== Estratto del testo
SETTIMA PUNTATA
L’innesto della vite Eccoci a parlare dell’innesto della vite , incominciò senza tanti preamboli il Cavaliere. Argomento importantissimo oggi, poiché è proprio l’innesto delle viti nostrane sulle americane che hanno salvato la viticoltura europea dalla fillossera. In che cosa consista l’innesto voi lo sapete: consiste nel trasportare da una vite un pezzo di tralcio con uno o più gemme su di un’altra vite, facendo in modo che esso si saldi perfettamente e si sviluppi come se si trovasse sempre sulla piante madre. Pratica antichissima, questa, e che anche in viticoltura si usava sovente, soprattutto per ringiovanire viti vecchie o per cambiare qualità del vitigno; una pratica che è divenuta indispensabile, per poter utilizzare viti americane resistenti alla fillossera, continuando ad ottenere da esse quei prodotti che finora abbiamo sempre ricavato dai nostri vigneti.
Molto dovrei parlarvi anzitutto dei fenomeni che avvengono in quella mirabile operazione dell’innesto; ma il tempo che abbiamo a disposizione è breve, ed io devo passar oltre. Non posso però far a meno di accennarvi alle condizioni principali di riuscita degl’innesti. Prima di tutto, bisogna che le due piante che devono essere innestate fra loro possano andare d’accordo, ciò che non avviene se fra di esse non v’è un certo grado di parentela. Per quanto riguarda il caso nostro , in generale tutte le viti possono innestarsi fra di loro, ma, trattandosi di viti americane con viti europee, non tutte danno egualmente buoni risultati e cioè non in tutte l’attecchimento è ugualmente buono. Quindi, necessità di scegliere, caso per caso la vite americana che più s’adatta a quella europea che dobbiamo innestarvi sopra. In secondo luogo, perché l’attecchimento avvenga bene, occorre far in modo che le due parti che s’uniscono con l’innesto combacino fra loro perfettamente senza lasciare uno spazio vuoto, che farebbe ben presto disseccare l’innesto.
====
Istruzioni:
(A) Riporti ogni riga delle voci in cui compare la stringa "trunk", distinguendo tra maiuscole e minuscole.
(B) Prosegua il testo sull'innesto della vite a partire dalla sua ultima frase.
== Voci fornite
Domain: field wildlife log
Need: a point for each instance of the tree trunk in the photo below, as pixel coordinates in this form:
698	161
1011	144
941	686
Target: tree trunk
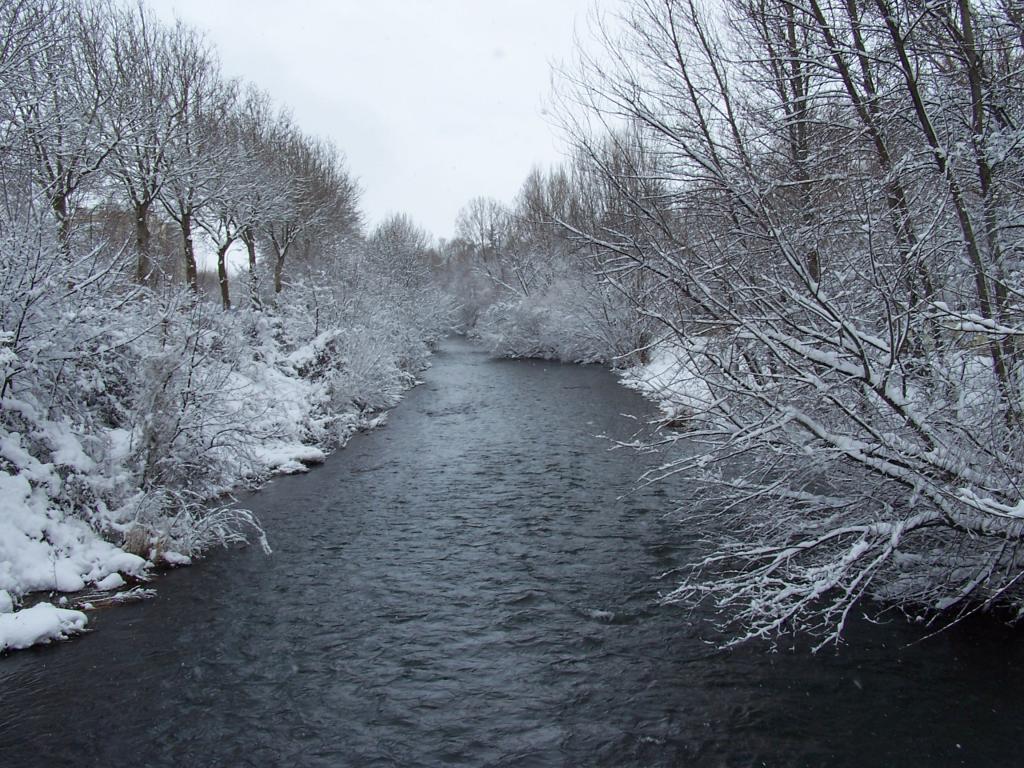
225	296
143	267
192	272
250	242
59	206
====
== Voci fornite
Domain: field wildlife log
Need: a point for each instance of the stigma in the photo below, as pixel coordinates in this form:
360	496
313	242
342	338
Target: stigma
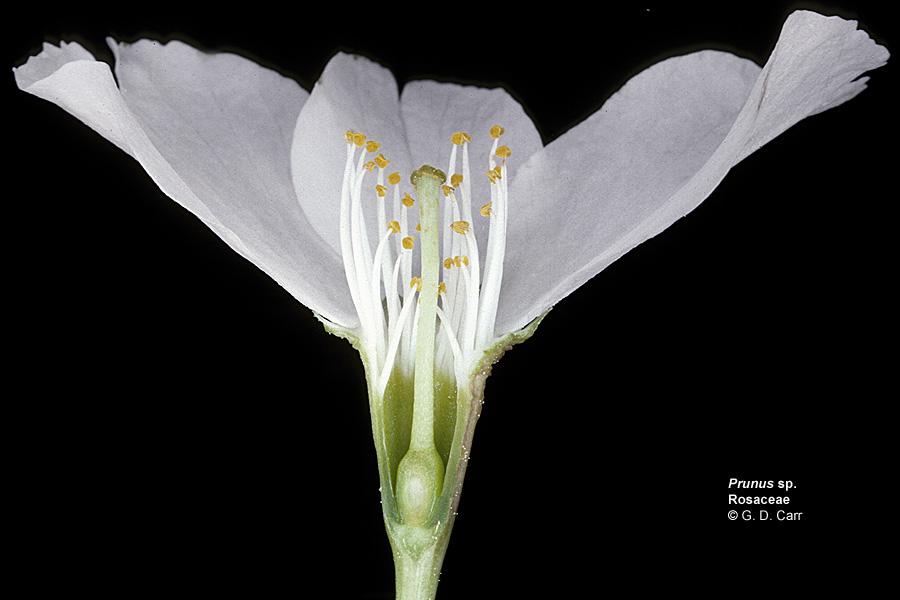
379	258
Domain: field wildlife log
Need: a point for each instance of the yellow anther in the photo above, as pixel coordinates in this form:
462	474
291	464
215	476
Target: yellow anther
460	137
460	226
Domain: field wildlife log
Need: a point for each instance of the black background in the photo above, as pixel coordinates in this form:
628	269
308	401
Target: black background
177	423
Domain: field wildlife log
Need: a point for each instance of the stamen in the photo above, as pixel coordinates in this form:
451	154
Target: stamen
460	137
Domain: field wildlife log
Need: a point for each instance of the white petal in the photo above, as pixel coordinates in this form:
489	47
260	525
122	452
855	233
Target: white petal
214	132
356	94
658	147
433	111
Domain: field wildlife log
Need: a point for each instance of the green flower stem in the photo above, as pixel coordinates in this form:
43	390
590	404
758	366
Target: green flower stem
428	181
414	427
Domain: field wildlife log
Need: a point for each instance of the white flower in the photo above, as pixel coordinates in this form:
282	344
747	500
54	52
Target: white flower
====
== Voci fornite
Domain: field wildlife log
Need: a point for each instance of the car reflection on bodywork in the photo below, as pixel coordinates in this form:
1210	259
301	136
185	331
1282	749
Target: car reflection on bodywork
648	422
====
Soluzioni:
(A)
Need: a point for each instance of the tree trunk in the photo below, as pixel coordinates in this form:
Target: tree trunk

(B)
A questo proposito, è bene ricordare che devono soprattutto ben combaciare fra loro i tessuti vivi dei tralci, e cioè quella parte che volgarmente si dice corteccia, e che arriva sino al legno (difatti, il legno ed il midollo sono tessuti morti, che non hanno un’importanza assai minore nei riguardi dell’innesto). Per ottenere questo perfetto combaciamento, occorre essere dei bravi innestatori ed avere dei buoni strumenti. Solo così si faranno tagli ben netti, senza irregolarità, senza sfibrature. Bisogna anche evitare che sulle superfici tagliate caschino sostanze estranee (terra, sabbia, ruggine dei coltelli, ecc.). Favorisce anche l’attecchimento dell’innesto una buona temperatura: l’ideale sarebbe una temperatura di 20 a25° C. perché allora la saldatura dell’innesto avverrebbe molto rapidamente. E non bisogna neppure che manchi un giusto grado di umidità, ne aria moderata, perché l’innesto possa “respirare”.

Quest’innesti si fanno per lo più in marzo aprile, dopo il pianto della vite. Ma assai più interessanti sono oggi degli altri innesti legnosi, in cui la marza e soggetto sono della stessa dimensione, e per lo più sono costituiti da due talee. Voglio parlare degli innesti inglesi. Abbiamo tre tipi d’innesti inglesi: inglese semplice, inglese a spillo midollare, inglese a doppia fenditura. In tutti e tre i casi, marza e soggetto si tagliano, presso un nodo, a becco di clarino, facendo in modo che le due superfici di sezione si corrispondano perfettamente, sicché, presentando la marza al soggetto, entrambi combacino esattamente. Per eseguire questi innesti si usa un coltello speciale, detto Kunde, presentante una lama piana da un lato e leggermente convessa dall’altro, e terminante con una specie di unghia. Ben inteso, il coltello dev’essere sempre mantenuto affilatissimo, e non deve mai presentare il benché minimo dente.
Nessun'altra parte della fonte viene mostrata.